=== Texto proporcionado ===
========================
Renato Rosaldo plantea en
Cultura y verdad que en películas como Pasaje
a la India o Los dioses deben estar locos, se crea
una atmósfera de nostalgia en la cual las relaciones de dominio
y subordinación de las sociedades coloniales logran parecer
algo inocente y puro. Es lo que él denomina la nostalgia
imperialista: cierta añoranza por la cultura colonizada
como era ‘tradicionalmente’, cierto interés
por encontrar aquellos rasgos culturales que la cultura colonizadora
destruyó. Algo de ello había en el empeño de
los folcloristas y escritores románticos, eruditos urbanos
que buscaban en el mundo rural lo que el avance urbano derrumbaba.
Algo de ello había también en la antropología
social británica cuando se fijó en el Mediterráneo.
Actualmente, la “antropología mediterraneísta”,
como la denominó críticamente Michael Herzfeld, está
siendo sometida a una constante y minuciosa revisión. Una
buena muestra de ello es el grueso volumen editado por la Maison
méditerranéenne des sciences de l’homme
de Aix-en-Provence en 2001. En el Estado Español esto no
representa en absoluto ninguna novedad. La mirada crítica
sobre la antropología mediterraneísta ha sido una
constante ya desde la Primera Reunión de Antropólogos
Españoles, celebrada en Sevilla en 1975, donde un concepto
clave de la antropología mediterraneísta como es el
de comunidad era escrupulosamente examinado por Joan Frigolé,
Jesús Contreras y Ignasi Terradas, hasta la doble colonización
de la antropología andaluza de la que hablaba diez años
después de aquella reunión Isidoro Moreno en estas
mismas páginas (ver: Quaderns de l’ICA, núm.
========================
[Registros del conjunto de datos de señalamiento]
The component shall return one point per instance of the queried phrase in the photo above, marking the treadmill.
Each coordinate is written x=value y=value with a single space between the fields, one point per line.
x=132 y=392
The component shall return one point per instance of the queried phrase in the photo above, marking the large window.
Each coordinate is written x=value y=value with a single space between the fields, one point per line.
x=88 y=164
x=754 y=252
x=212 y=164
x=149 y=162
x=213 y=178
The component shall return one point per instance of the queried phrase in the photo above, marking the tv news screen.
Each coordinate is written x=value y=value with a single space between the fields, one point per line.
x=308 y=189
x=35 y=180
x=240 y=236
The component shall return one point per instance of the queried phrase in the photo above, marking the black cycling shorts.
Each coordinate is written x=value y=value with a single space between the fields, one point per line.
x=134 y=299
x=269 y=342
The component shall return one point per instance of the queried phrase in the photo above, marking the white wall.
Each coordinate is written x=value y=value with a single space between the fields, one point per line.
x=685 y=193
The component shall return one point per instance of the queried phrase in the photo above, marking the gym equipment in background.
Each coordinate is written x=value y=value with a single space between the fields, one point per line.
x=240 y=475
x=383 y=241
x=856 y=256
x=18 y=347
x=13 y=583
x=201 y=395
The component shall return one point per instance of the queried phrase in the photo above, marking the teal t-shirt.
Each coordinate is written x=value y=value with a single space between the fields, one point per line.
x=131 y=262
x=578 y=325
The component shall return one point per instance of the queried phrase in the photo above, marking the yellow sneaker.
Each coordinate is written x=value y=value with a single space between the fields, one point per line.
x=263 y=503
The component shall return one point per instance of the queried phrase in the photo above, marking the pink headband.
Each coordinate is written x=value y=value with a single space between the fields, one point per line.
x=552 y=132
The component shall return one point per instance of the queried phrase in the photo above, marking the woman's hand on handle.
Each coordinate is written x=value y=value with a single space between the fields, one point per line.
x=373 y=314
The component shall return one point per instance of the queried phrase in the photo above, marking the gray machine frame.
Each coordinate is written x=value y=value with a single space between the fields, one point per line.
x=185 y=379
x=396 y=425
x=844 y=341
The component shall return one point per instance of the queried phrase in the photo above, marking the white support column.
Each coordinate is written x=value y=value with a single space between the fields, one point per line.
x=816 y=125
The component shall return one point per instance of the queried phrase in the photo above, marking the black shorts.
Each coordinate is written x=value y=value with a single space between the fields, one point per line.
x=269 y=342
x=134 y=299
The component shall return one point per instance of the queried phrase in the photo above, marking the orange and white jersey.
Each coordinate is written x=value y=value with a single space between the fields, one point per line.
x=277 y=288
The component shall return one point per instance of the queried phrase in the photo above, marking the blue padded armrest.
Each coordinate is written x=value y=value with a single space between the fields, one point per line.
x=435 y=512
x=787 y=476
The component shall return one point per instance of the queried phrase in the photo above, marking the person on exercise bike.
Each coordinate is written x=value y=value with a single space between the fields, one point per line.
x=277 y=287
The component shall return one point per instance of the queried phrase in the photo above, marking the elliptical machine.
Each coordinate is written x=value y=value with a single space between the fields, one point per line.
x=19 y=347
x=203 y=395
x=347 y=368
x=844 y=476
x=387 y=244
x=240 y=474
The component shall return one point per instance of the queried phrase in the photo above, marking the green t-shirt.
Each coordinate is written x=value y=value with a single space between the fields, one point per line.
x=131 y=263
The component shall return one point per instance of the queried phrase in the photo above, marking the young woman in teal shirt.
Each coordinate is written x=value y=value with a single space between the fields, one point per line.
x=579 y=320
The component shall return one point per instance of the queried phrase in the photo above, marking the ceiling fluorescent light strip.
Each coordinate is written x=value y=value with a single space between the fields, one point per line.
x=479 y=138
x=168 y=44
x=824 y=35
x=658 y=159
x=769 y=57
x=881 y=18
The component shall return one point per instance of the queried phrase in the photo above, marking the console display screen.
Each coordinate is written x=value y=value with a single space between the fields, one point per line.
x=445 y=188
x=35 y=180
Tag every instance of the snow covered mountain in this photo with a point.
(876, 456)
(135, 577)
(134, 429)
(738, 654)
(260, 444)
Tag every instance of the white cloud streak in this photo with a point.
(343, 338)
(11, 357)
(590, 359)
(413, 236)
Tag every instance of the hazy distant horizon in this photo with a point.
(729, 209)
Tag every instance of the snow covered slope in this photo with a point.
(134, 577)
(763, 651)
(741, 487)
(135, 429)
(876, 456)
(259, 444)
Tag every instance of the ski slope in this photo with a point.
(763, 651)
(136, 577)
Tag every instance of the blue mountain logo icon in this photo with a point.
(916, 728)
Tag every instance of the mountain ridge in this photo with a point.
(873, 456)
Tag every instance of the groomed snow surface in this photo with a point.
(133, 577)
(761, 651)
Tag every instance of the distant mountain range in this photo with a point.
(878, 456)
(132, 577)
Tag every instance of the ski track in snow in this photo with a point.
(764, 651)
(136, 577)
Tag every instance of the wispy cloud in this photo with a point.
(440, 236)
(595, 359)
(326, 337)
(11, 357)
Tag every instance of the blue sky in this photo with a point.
========================
=== Partes del ejercicio ===
- 1) Convierte en una tabla Markdown las líneas de los registros: empieza en la que contiene "Tag every instance of the distant" y termina con la última línea de los registros. Usa las columnas Número y Línea, y omite las líneas en blanco.
- 2) Prosigue el texto sobre la antropología mediterraneísta a partir de su última frase.

=== Resultados del ejercicio ===
- 1)
| Número | Línea |
|---|---|
| 1 | Tag every instance of the distant mountain range in this photo with a point. |
| 2 | (878, 456) |
| 3 | (132, 577) |
| 4 | Tag every instance of the ski track in snow in this photo with a point. |
| 5 | (764, 651) |
| 6 | (136, 577) |
| 7 | Tag every instance of the wispy cloud in this photo with a point. |
| 8 | (440, 236) |
| 9 | (595, 359) |
| 10 | (326, 337) |
| 11 | (11, 357) |
| 12 | Tag every instance of the blue sky in this photo with a point. |

- 2)
5). El libro Antropología de los géneros en Andalucía
de Carmen Mozo y Fernando Tena se encuentra en esta misma tradición,
pero hay que decir que, en nuestra opinión, supera a todos
los trabajos anteriores.
Carmen Mozo y Fernando Tena, en un libro cautivante y necesario,
plantean lo que en pocas palabras podríamos denominar, siguiendo
a Rosaldo, la nostalgia patriarcal de la antropología
mediterraneísta en Andalucía. Su trabajo se fundamenta
en una receta sólida: únase Edward Said (la literatura
romántica de viajes produce y difunde una consciencia geopolítica
acerca de lo que Oriente es) y Henrietta Moore (el problema
del androcentrismo no es tanto un problema de ausencias cómo
de representación), aplíquese esto a Andalucía
(acerca de lo que la mujer andaluza es) y se obtendrá
un punto de partida firme y contundente para analizar tanto la literatura
de viajes de la segunda mitad del XIX cómo la antropología
del Mediterráneo de un siglo después.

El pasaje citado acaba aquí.